> **Quoted passage**:
-- Opening Marker --

Data modeling
Data models describe real-world entities such as customer, service, products, and the relation between these entities. Data models provide an abstraction for the relations in the database. Data models aid the developers in modeling business requirements, and translating business requirements to relations in the relational database. They are also used for the exchange of information between the developers and business owners.
In the enterprise, data models play a very important role in achieving data consistency across interacting systems. For example, if an entity is not defined, or is poorly defined, then this will lead to inconsistent and misinterpreted data across the enterprise. For instance, if the semantics of the customer entity is not defined clearly, and different business departments use different names for the same entity such as customer and client, this may lead to confusion in the operational departments.
Another common bad practice is to define business rules that describe how things should be done at the database level. This contradicts the "abstraction of concerns" and leads to fixed complex data structures. The business departments should define what needs to be done but not how.
Data model perspectives
Data model perspectives are defined by ANSI as follows:
- Conceptual data model: Describes the domain semantics, and is used to communicate the main business rules, actors, and concepts. It describes the business requirements at a high level and is often called a high-level data model. The conceptual model is the chain between developers and business departments in the application development life cycle.
- Logical data model: Describes the semantics for a certain technology, for example, the UML class diagram for object-oriented languages.
- Physical data model: Describes how data is actually stored and manipulated at the hardware level such as storage area network, table space, CPUs, and so on.
According to ANSI, this abstraction allows changing one part of the three perspectives without amending the other parts. One could change both the logical and the physical data models without changing the conceptual model. To explain, sorting data using bubble or quick sort is not of interest for the conceptual data model. Also, changing the structure of the relations could be transparent to the conceptual model. One could split one relation into many relations after applying normalization rules, or by using enum
data types in order to model the lookup tables.
The entity-relation model
The entity-relation (ER) model falls in the conceptual data model category. It captures and represents the data model for both business users and developers. The ER model can be transformed into the relational model by following certain techniques.

-- Closing Marker --

> **Listed records**:
-- Opening Marker --

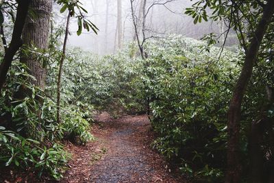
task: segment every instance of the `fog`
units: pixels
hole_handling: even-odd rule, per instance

-- Closing Marker --
-- Opening Marker --

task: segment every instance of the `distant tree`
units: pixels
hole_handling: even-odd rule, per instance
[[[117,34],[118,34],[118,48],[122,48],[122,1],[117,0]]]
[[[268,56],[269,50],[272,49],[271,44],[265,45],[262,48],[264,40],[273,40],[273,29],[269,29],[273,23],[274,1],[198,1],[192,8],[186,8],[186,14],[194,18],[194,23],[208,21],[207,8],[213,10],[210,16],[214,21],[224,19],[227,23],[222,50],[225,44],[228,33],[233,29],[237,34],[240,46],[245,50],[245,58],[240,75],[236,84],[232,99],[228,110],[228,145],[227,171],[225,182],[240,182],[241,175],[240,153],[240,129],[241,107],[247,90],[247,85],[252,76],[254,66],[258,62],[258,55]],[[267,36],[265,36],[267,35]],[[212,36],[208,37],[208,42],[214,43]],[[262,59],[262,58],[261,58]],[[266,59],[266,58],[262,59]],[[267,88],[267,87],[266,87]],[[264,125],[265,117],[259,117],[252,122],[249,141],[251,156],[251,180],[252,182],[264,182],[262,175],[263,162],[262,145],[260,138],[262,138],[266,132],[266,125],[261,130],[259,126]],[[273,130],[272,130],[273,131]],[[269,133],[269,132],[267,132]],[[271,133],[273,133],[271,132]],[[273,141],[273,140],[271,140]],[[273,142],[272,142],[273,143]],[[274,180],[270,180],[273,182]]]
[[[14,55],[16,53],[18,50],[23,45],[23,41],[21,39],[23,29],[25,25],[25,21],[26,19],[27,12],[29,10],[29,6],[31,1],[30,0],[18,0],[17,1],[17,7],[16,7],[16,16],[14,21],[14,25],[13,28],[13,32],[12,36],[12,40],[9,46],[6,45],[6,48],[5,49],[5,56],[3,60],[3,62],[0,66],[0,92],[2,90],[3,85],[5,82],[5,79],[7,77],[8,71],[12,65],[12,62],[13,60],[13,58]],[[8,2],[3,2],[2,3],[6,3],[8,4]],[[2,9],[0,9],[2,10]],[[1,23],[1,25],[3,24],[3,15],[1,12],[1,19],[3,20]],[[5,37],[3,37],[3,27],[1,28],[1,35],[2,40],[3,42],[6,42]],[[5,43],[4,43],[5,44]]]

-- Closing Marker --

> **Exercise requirements**: Using the data modeling text, explain in one to three sentences why defining business rules at the database level counts as a bad practice. Work only from the data modeling text.

> **Output for this task**: It contradicts the "abstraction of concerns" and leads to fixed, complex data structures. Business departments should define what needs to be done, not how it should be done.